*TO BE DONE*
Could you update the St Peters Church thread, starting with "Impressive building though, some" and going on through "for an hour.", so that "Block n Mesh" is replaced by "security fencing"?

# St Peters Church, Stanley, Wakefield



## Canonite (Dec 2, 2008)

I had a trudge upto St Peters today. Did a walk round the whole building first and there's sections of the building that look to be on the piss......like one section is moving away from the other. It is built on a hill which slopes down to the road and it is in the vicinity of where St Johns Colliery shafts may have been so it looks like there may be some subsidence issues. Which could explain why they left.

Impressive building though, some lovely gargoyles in the masonry and it's surrounded by our good friend Block n Mesh, though it's obviously been on the recieving end of some brute force and ignorance. 

It looks like a no go but i'm sure there's some who are braver than me. It is overlooked from pretty much all sides and as it is on a hill any twilight activity would be spotted a mile off. Also the grounds are still public pathways to the adjoining cemetary which is still alive and kicking. 

So all there was to do was take some pics, as i couldn't get in i decided to prat about with the camera for an hour.  

Enjoy!



























...and last but not least my favourite shot of the day....






Hope you like


----------



## Foxylady (Dec 2, 2008)

Canonite said:


> ... to the adjoining cemetary which is still alive and kicking....



Not a dying trade then! 
That church is really impressive, especially with the two towers. Nice find and photos.


----------



## Canonite (Dec 2, 2008)

Foxylady said:


> Not a dying trade then!



Hehe. Obviously not, and despite the credit crunch they're still making a killing ;-)


----------



## Foxylady (Dec 2, 2008)

Making good out of a grave situation!


----------



## fire*fly (Dec 3, 2008)

it looks like the dead centre of Wakefield to me!


----------



## sqwasher (Dec 3, 2008)

Had a look at this in July, still looks nice & you've got some good pics Canonite. Those twin towers are reputed to be the only ones like that in Yorkshire. The cost for repairing the church as it stands today are estimated to be anything upto £1million! It has strutural problems due in part to old mines below. If work does go ahead there's even plans to 'move' the graves too!


----------



## Canonite (Dec 3, 2008)

sqwasher said:


> Had a look at this in July, still looks nice & you've got some good pics Canonite. Those twin towers are reputed to be the only ones like that in Yorkshire. The cost for repairing the church as it stands today are estimated to be anything upto £1million! It has strutural problems due in part to old mines below. If work does go ahead there's even plans to 'move' the graves too!



I've sent you a PM you'll find very interesting


----------



## Neosea (Dec 3, 2008)

Looks like a great place, another one for my 'to do' list. Thanks.

*DATASET EXCERPT*
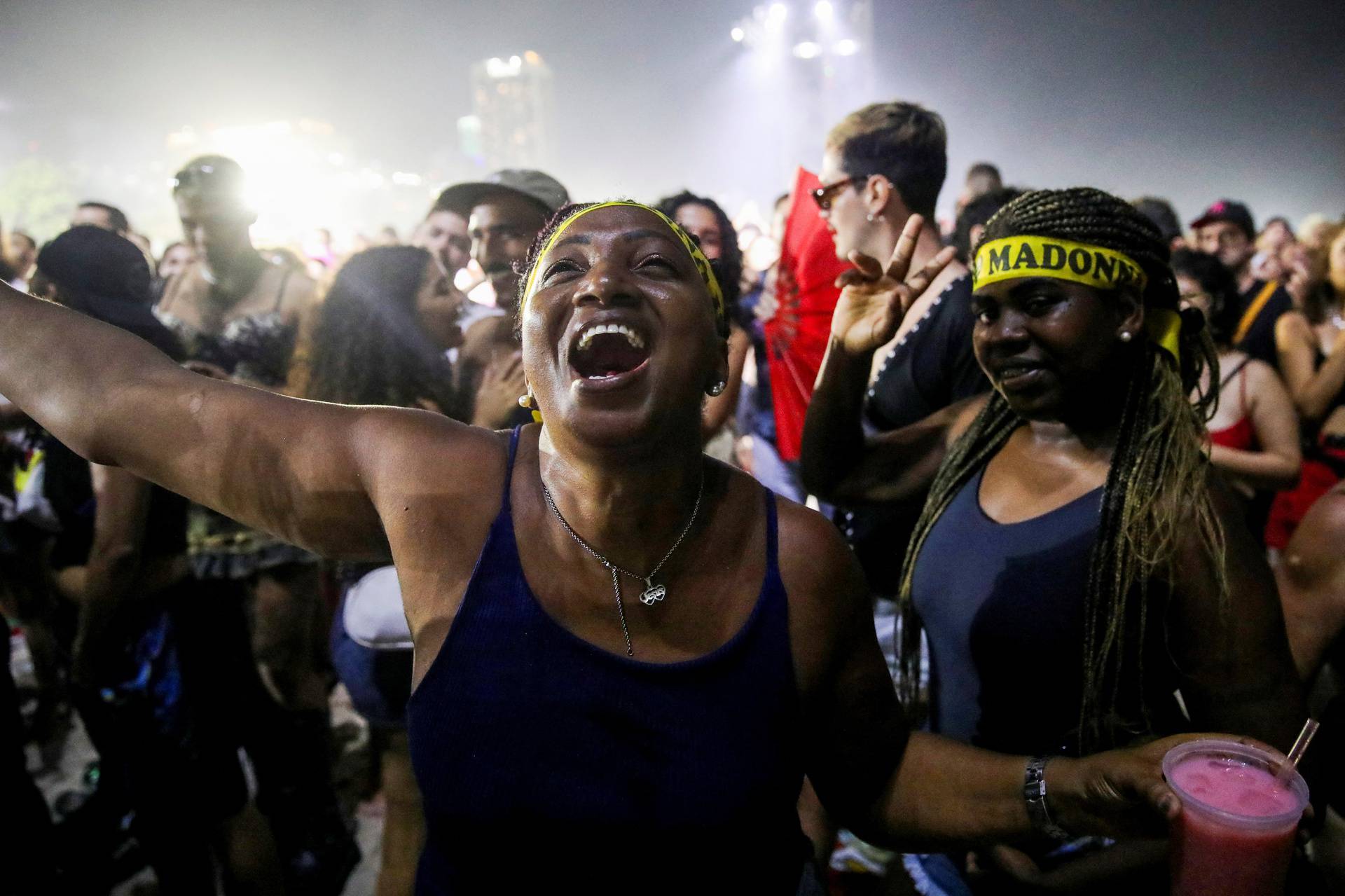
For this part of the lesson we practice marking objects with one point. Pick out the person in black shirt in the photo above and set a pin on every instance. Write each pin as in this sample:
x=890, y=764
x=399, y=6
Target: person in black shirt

*EXERCISE RESPONSE*
Impressive building though, some lovely gargoyles in the masonry and it's surrounded by our good friend security fencing, though it's obviously been on the recieving end of some brute force and ignorance. 

It looks like a no go but i'm sure there's some who are braver than me. It is overlooked from pretty much all sides and as it is on a hill any twilight activity would be spotted a mile off. Also the grounds are still public pathways to the adjoining cemetary which is still alive and kicking. 

So all there was to do was take some pics, as i couldn't get in i decided to prat about with the camera for an hour.